▸ Set problem
Pick out each line in the material below that contains the word "wearing", and copy every one of those lines.

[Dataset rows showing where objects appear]
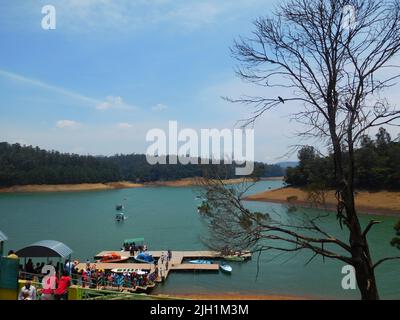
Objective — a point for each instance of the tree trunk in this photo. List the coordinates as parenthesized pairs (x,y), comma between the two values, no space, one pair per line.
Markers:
(360,253)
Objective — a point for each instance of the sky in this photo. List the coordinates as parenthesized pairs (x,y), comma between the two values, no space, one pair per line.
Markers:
(113,70)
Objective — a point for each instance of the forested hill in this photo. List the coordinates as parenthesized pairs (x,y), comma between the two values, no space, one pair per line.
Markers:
(21,165)
(377,166)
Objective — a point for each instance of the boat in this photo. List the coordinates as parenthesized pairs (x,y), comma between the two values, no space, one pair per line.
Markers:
(200,261)
(129,270)
(144,258)
(225,268)
(234,258)
(120,216)
(112,258)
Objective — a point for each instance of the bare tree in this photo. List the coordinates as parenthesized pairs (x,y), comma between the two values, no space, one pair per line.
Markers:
(337,69)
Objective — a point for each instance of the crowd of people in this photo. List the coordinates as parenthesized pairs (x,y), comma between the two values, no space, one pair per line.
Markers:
(41,282)
(92,277)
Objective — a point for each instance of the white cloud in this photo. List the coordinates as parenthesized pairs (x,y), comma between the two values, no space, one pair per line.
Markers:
(41,84)
(67,124)
(159,107)
(113,103)
(124,125)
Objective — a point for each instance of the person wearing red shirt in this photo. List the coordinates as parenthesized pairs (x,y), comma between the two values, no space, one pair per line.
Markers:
(61,293)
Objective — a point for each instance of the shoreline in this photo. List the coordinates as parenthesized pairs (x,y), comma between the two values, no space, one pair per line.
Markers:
(187,182)
(235,296)
(380,203)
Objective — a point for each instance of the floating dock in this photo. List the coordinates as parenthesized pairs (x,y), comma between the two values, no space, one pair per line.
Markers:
(177,262)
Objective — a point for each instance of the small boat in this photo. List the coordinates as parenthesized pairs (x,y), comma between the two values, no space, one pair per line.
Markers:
(113,257)
(128,270)
(234,258)
(200,261)
(120,216)
(144,258)
(225,268)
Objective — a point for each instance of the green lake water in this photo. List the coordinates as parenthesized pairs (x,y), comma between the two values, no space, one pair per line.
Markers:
(168,219)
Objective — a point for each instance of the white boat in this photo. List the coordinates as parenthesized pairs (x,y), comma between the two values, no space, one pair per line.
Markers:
(128,270)
(120,216)
(200,262)
(225,267)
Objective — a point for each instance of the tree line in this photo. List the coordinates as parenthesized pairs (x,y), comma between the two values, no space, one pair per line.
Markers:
(22,165)
(376,163)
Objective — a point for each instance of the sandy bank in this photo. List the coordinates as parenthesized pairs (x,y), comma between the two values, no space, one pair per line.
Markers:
(107,186)
(380,203)
(234,296)
(71,187)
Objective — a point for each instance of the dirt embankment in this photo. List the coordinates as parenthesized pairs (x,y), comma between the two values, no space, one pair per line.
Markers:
(381,202)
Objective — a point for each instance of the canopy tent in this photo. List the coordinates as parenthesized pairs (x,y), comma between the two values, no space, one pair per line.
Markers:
(45,248)
(3,238)
(137,241)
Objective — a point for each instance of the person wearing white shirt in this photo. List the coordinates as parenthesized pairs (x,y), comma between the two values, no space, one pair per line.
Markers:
(28,292)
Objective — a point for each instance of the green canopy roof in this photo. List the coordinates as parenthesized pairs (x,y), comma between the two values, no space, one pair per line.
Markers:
(135,240)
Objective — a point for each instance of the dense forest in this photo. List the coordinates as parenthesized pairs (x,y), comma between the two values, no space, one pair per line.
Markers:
(377,164)
(21,165)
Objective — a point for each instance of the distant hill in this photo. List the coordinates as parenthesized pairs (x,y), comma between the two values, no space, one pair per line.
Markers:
(288,164)
(23,165)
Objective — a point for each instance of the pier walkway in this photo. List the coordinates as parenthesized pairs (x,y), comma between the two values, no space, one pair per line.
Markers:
(164,266)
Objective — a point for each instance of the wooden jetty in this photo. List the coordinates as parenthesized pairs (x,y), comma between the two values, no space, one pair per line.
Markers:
(164,265)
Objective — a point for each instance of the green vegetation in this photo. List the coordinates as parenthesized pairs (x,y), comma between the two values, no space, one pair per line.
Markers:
(377,166)
(22,165)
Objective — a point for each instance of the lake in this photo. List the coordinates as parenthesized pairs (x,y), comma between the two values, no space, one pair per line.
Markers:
(167,217)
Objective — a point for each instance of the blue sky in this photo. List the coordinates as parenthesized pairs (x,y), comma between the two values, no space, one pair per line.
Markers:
(112,70)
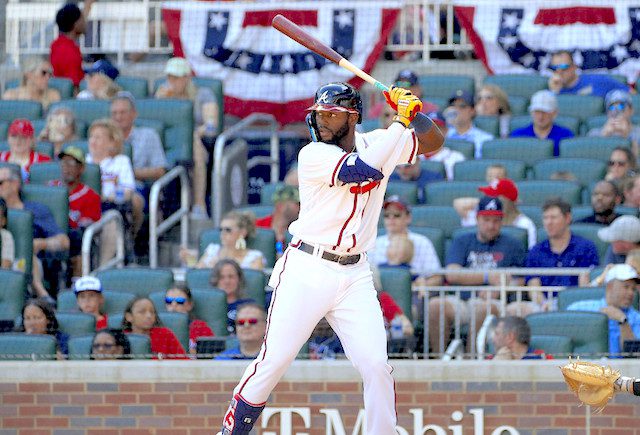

▸ Response
Objective — a point for each instance of the person wearing red shirt in this photo. List the coordinates as parenthesized pairs (x,y), comma between the two values, no space, one pair per line.
Objective — a point for each instance of the person wearing white shirt in this photo. List the coordinates as parenthesized pairs (x,y), comma between the two values, no space, one pair per line.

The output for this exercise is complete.